◆ What this exercise asks
A - Answer these questions using the Integer Patch page.
(i) For which two uses does the page say the little-endian support is useful?
(ii) Which suffixes can the Integer class emit to indicate the base?
(iii) How many bytes does the optional lookup table cost?
B - From the Integer Patch page, copy word for word the stretch that starts with "From Crypto++ Wiki" and ends after "provided in little-endian format.".

◆ Text passage
##############################
Integer Patch

From Crypto++ Wiki
Jump to navigation Jump to search

The Integer Patch adds little-endian support and output base awareness to the Integer class. The endian support enables the Integer class to construct Integers from strings and byte arrays in little-endian format. Its useful for algorithms like Poly1305 and MS CAPI interop, where many parameters are provided in little-endian format.

The base support allows Integers to honor std::ios_base::showbase and std::ios_base::noshowbase flags. std::ios_base::showbase is enabled by default, so enabling it produces no changes to a stream's default behavior. If std::noshowbase is in effect, then the Integer class will not emit the suffix indicating the base. The suffixes are b, o, h, or . (the last is for decimal).

An optional lookup table was also added for parsing ASCII strings. The lookout table avoids 4 if/then/else's and 6 compares. It should be useful on processors like ARM in thumb mode because it avoids the branching (and subsequent stalls) at the expense of 256 bytes.
##############################
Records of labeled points
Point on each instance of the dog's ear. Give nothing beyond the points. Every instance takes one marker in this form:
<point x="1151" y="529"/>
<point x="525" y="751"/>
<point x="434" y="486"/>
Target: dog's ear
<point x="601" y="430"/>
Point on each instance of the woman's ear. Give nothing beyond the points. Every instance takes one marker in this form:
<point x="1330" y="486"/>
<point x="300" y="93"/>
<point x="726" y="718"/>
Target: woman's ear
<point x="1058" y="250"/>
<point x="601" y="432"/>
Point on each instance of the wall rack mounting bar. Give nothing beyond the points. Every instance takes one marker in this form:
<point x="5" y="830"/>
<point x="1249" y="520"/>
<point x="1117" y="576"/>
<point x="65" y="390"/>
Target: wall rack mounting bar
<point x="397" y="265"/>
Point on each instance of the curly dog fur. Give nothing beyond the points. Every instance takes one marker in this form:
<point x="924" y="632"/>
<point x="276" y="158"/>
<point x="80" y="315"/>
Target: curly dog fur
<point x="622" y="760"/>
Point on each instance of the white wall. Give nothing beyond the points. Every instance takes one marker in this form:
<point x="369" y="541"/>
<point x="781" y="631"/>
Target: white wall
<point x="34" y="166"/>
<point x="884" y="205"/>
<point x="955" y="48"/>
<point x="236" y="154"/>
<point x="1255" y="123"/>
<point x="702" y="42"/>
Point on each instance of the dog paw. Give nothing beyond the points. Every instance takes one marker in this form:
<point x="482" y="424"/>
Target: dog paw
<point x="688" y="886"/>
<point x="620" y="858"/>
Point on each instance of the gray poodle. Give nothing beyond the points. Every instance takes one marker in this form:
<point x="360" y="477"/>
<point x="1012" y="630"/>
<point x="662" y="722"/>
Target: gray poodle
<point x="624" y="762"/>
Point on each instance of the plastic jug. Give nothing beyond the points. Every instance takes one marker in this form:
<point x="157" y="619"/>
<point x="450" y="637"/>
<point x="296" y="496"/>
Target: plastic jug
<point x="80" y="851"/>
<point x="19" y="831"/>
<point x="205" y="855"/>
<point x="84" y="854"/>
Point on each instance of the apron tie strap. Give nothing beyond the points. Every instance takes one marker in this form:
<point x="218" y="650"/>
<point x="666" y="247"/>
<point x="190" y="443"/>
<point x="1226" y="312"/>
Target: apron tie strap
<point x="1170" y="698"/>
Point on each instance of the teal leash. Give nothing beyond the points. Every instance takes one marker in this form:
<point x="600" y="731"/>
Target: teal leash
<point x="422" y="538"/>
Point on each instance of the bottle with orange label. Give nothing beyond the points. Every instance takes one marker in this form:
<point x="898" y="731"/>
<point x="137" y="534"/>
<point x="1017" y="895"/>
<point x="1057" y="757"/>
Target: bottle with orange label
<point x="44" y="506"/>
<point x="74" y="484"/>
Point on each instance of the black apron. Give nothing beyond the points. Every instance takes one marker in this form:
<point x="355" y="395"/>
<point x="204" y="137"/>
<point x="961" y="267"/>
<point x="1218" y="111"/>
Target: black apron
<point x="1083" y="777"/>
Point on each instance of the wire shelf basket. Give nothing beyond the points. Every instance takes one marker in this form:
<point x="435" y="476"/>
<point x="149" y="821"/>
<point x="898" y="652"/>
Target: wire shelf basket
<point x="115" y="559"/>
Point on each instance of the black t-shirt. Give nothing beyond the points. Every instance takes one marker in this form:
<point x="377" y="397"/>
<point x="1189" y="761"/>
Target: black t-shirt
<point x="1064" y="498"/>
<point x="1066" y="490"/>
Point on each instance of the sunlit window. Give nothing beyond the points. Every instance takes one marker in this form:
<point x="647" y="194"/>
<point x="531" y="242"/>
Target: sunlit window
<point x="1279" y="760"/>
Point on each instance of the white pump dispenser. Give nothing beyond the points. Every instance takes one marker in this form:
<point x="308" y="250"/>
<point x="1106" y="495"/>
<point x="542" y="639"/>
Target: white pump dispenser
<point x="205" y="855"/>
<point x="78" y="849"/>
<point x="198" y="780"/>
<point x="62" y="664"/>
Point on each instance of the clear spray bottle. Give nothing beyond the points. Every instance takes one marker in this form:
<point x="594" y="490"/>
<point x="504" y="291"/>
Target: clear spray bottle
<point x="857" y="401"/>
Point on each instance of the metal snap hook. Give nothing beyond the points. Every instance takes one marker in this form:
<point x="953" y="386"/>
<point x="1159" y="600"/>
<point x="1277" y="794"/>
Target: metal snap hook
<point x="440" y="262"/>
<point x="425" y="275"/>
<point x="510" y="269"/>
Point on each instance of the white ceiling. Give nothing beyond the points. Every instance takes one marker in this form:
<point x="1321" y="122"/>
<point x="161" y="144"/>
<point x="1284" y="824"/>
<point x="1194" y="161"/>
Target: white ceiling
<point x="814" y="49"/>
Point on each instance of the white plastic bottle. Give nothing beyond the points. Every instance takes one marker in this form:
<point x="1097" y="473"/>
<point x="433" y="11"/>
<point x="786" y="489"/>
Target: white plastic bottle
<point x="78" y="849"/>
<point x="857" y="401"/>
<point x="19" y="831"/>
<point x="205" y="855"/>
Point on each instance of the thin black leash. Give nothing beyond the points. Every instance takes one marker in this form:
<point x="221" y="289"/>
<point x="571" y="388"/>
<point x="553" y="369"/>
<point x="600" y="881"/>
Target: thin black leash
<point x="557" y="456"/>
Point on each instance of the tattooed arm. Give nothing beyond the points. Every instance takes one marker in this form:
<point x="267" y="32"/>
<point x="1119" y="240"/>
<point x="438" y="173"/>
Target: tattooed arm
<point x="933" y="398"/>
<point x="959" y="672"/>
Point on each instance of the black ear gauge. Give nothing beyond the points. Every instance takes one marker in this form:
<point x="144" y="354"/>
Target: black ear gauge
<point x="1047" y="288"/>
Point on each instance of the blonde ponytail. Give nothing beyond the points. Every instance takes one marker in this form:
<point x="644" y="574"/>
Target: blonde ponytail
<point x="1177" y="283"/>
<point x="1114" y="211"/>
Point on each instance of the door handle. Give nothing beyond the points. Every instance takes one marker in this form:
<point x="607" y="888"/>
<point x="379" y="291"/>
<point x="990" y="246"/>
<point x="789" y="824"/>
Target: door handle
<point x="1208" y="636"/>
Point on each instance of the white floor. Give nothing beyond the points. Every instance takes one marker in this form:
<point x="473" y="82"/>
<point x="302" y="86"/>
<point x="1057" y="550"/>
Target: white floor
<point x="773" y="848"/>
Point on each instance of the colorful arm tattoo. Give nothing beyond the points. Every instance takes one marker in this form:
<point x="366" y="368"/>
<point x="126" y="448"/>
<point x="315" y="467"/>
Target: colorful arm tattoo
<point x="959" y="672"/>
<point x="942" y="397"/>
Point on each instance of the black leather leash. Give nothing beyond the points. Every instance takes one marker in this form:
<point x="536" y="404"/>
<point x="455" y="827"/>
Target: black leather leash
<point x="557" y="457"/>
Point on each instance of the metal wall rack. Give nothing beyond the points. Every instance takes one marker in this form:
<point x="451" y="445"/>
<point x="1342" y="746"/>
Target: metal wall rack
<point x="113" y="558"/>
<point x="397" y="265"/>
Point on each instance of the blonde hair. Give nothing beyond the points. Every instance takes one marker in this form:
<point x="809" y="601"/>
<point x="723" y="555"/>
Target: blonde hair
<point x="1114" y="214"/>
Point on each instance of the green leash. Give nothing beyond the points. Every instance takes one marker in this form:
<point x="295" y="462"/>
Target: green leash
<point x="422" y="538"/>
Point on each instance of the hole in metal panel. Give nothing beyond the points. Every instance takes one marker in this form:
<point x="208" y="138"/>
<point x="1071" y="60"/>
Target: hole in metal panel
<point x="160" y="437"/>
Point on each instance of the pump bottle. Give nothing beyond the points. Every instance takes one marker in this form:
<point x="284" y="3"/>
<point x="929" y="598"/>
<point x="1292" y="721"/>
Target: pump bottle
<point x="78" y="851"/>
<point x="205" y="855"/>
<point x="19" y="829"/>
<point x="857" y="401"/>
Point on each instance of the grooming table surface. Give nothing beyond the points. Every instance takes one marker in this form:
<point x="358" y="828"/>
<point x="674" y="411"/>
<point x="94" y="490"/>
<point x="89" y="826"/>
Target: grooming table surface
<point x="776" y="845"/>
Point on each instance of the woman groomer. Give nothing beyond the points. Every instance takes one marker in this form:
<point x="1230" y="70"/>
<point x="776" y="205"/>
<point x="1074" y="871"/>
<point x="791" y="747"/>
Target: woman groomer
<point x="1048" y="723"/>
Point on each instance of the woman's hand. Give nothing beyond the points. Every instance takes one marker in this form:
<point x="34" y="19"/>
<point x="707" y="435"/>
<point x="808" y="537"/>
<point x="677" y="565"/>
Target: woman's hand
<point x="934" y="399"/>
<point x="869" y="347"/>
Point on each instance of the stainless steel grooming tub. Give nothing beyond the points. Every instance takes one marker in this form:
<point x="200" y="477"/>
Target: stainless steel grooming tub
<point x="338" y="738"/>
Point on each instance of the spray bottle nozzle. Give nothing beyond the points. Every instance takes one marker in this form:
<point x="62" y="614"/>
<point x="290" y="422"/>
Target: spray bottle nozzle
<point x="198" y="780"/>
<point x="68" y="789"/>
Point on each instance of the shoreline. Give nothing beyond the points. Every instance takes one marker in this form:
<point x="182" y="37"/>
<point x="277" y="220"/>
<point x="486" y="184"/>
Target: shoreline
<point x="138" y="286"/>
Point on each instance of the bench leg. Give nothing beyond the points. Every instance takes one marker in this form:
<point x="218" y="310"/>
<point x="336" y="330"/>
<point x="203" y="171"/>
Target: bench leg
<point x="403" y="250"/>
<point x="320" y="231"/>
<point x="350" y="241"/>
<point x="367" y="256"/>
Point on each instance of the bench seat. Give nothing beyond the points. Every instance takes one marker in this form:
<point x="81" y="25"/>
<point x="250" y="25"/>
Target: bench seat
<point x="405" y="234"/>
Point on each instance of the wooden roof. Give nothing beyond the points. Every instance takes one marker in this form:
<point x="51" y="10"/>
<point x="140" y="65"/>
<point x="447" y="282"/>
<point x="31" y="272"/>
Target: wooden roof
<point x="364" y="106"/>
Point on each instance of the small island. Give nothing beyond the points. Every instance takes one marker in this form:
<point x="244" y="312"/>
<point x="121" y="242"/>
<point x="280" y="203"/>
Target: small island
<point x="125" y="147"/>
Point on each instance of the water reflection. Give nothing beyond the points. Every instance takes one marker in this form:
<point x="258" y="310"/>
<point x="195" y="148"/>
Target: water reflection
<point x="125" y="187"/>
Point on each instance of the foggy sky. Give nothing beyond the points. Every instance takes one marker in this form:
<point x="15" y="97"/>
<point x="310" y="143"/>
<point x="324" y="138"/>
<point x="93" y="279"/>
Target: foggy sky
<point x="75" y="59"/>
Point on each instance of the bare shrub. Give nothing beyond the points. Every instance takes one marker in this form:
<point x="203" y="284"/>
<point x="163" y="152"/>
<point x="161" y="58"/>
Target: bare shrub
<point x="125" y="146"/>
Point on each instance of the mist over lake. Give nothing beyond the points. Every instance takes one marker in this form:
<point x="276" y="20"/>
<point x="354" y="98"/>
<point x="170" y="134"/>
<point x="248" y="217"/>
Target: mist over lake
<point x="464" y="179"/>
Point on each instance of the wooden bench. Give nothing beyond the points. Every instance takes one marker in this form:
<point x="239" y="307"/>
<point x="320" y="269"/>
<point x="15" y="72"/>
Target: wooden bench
##############################
◆ Answers
A -
(i) Poly1305 and MS CAPI interop.
(ii) b, o, h, or . (the last is for decimal).
(iii) 256 bytes.

B -
From Crypto++ Wiki
Jump to navigation Jump to search

The Integer Patch adds little-endian support and output base awareness to the Integer class. The endian support enables the Integer class to construct Integers from strings and byte arrays in little-endian format. Its useful for algorithms like Poly1305 and MS CAPI interop, where many parameters are provided in little-endian format.